Auswendiglernen gilt oft als verpönt. Ich finde es alles andere als doof. Hier ist meine Meinung zum Auswendiglernen in 5 Maximen.
1) Auswendiglernen ist das Ziel.
Education is not the filling of a pail, but the lighting of a fire.
Quelle: unbekannt
Dieses Zitat wird oft als inspiring quote verkauft und dem irischen Dichter Yeats in den Mund gelegt.
Wer das gesagt hat, ist mir schnuppe: Ich finde das richtig blöd!
Ja, wir wollen begeistern! Ja, wir wollen, dass den Lernenden ein Feuer in der Brust entflammt und sie sich in ein Gebiet voller Inbrunst und intrinsischer Motivation hineinstürzen und Großartiges hervorbringen.
Nett gemeint. Aber wofür er sich begeistern, wenn er bloß einen leeren Eimer hat?
Wir geben gut klingende Zitate selbstgefällig von uns in der Hoffnung, die Bildungskrise mit dem nächsten schlauen 5 Hacks zu überwinden. Solange alles in iPad-kompatiblen Formaten gespeichert ist, wird das schon klappen. Das ist schließlich die Zukunft.
So ein Quatsch!
Wir brauchen vor allem eins: VOLLE EIMER! Wir brauchen Inhalte. Nur Inhalte können begeistern.
Nur Inhalte können begeistern!

|---|

• [DEINE AUFGABE]
Gib die Stelle im Text über das Auswendiglernen von "Nett gemeint. Aber" bis "schließlich die Zukunft." noch einmal wieder und tausche dabei "Zitate" gegen "Sprüche" aus. Die Einträge sind eigenständiges Material und haben mit dem Text über das Auswendiglernen nichts zu tun.

|---|

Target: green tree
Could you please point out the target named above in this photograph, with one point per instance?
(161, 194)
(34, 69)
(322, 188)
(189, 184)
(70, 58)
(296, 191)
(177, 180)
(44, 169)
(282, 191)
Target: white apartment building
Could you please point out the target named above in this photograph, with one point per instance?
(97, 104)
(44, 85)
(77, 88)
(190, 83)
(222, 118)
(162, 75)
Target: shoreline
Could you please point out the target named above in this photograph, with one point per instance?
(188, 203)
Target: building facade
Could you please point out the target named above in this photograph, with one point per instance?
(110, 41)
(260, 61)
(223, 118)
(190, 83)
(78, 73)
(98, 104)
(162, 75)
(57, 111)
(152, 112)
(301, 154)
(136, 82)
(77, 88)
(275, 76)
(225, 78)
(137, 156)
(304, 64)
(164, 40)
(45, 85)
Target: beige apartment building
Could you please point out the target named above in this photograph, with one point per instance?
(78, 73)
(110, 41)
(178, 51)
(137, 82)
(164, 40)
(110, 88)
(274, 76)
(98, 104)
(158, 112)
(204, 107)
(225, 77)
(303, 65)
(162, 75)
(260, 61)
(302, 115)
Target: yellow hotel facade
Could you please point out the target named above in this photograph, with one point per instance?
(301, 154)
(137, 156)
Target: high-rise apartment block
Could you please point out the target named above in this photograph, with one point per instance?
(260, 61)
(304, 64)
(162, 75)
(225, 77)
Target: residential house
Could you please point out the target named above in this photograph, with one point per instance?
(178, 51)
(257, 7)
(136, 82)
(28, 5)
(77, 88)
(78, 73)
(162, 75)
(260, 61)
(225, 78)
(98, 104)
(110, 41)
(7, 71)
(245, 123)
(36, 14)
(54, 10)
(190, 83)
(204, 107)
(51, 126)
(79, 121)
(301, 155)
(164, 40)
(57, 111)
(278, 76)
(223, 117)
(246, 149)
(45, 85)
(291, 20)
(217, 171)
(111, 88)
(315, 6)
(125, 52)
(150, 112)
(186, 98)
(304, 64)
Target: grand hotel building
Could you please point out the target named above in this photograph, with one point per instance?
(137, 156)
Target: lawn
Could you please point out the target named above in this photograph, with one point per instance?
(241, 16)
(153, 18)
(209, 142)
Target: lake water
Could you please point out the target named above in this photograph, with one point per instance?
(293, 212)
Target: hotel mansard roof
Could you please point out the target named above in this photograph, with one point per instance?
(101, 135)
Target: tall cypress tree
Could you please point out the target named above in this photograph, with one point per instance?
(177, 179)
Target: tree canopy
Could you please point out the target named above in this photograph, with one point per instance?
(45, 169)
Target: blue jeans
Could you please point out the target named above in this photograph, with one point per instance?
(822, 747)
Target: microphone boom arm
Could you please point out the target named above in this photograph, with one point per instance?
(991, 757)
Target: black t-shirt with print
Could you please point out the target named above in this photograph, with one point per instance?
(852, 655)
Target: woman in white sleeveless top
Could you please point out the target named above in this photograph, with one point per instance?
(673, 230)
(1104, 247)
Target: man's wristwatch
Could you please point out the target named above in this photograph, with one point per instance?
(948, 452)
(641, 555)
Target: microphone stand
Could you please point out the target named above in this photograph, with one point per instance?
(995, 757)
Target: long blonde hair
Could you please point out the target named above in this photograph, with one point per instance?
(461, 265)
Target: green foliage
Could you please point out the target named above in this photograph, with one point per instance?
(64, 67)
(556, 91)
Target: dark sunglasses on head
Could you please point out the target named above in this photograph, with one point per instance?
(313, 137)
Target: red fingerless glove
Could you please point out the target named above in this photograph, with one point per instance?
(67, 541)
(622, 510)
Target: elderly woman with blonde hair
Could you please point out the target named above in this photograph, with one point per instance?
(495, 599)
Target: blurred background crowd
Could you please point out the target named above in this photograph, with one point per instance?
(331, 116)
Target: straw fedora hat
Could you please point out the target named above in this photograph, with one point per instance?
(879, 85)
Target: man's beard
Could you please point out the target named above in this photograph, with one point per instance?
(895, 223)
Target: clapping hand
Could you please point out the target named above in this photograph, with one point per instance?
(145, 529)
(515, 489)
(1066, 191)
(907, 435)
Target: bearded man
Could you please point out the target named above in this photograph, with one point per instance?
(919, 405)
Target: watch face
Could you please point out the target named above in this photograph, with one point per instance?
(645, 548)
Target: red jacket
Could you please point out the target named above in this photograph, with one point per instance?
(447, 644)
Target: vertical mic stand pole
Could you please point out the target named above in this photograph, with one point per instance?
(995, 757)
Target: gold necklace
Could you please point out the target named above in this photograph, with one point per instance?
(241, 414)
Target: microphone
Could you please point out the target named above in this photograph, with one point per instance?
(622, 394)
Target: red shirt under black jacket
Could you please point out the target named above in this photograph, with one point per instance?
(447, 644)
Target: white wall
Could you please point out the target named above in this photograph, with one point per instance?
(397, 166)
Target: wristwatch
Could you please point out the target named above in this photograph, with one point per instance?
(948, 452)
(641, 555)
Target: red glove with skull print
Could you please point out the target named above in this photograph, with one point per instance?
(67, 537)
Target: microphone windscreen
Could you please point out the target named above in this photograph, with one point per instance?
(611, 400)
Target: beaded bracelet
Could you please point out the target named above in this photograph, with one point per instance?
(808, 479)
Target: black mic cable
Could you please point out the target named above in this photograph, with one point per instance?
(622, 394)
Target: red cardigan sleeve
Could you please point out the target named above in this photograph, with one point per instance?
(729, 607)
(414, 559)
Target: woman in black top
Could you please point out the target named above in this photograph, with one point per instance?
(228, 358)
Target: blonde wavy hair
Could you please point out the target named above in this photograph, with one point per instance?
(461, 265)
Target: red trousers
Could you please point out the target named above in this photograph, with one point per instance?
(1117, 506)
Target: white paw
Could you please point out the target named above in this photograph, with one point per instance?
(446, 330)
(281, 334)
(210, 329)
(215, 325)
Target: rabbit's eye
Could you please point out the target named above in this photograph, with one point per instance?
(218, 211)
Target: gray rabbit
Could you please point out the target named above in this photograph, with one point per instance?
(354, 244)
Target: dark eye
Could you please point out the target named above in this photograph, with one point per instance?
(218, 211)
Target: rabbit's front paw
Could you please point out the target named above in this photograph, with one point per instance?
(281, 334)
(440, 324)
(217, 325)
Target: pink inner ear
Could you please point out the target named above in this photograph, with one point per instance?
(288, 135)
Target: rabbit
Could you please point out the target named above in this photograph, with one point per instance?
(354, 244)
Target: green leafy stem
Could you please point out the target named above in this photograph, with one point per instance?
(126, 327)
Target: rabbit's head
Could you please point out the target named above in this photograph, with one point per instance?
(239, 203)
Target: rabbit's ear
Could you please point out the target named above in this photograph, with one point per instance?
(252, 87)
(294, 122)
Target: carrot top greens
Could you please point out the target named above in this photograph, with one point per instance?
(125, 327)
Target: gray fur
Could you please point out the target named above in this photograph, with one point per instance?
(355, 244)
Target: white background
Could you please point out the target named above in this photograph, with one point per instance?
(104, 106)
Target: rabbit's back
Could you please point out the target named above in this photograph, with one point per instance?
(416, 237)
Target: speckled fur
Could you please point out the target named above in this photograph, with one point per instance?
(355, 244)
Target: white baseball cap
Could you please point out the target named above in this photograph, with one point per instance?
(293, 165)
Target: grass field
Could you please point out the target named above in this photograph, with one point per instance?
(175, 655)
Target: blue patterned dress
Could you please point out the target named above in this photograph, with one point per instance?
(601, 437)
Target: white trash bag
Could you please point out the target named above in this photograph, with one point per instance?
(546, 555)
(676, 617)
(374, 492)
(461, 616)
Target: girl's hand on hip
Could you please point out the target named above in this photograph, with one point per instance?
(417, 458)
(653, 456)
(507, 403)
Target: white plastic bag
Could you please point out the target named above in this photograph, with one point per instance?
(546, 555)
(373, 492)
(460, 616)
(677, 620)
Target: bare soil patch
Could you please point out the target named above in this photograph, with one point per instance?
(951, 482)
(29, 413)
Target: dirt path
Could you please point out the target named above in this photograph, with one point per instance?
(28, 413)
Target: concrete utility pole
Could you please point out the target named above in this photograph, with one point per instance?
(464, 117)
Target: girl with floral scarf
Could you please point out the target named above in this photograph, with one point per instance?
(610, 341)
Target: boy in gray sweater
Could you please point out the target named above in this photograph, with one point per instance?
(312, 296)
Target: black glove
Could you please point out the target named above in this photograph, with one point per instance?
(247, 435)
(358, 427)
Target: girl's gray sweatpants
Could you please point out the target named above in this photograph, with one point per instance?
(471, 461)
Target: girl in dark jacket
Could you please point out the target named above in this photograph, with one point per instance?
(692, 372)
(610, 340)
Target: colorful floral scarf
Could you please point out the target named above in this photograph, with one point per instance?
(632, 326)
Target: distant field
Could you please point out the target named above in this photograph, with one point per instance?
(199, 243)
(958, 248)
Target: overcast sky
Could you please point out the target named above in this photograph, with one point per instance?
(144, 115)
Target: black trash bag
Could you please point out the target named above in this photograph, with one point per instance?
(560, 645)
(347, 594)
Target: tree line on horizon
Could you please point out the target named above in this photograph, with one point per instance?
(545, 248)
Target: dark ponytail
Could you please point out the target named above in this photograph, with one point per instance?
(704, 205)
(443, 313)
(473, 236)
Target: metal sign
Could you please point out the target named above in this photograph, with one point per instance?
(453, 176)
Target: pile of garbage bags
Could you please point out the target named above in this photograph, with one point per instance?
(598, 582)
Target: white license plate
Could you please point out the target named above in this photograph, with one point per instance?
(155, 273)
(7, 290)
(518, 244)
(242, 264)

|---|

• [ERGEBNIS]
Nett gemeint. Aber wofür er sich begeistern, wenn er bloß einen leeren Eimer hat?
Wir geben gut klingende Sprüche selbstgefällig von uns in der Hoffnung, die Bildungskrise mit dem nächsten schlauen 5 Hacks zu überwinden. Solange alles in iPad-kompatiblen Formaten gespeichert ist, wird das schon klappen. Das ist schließlich die Zukunft.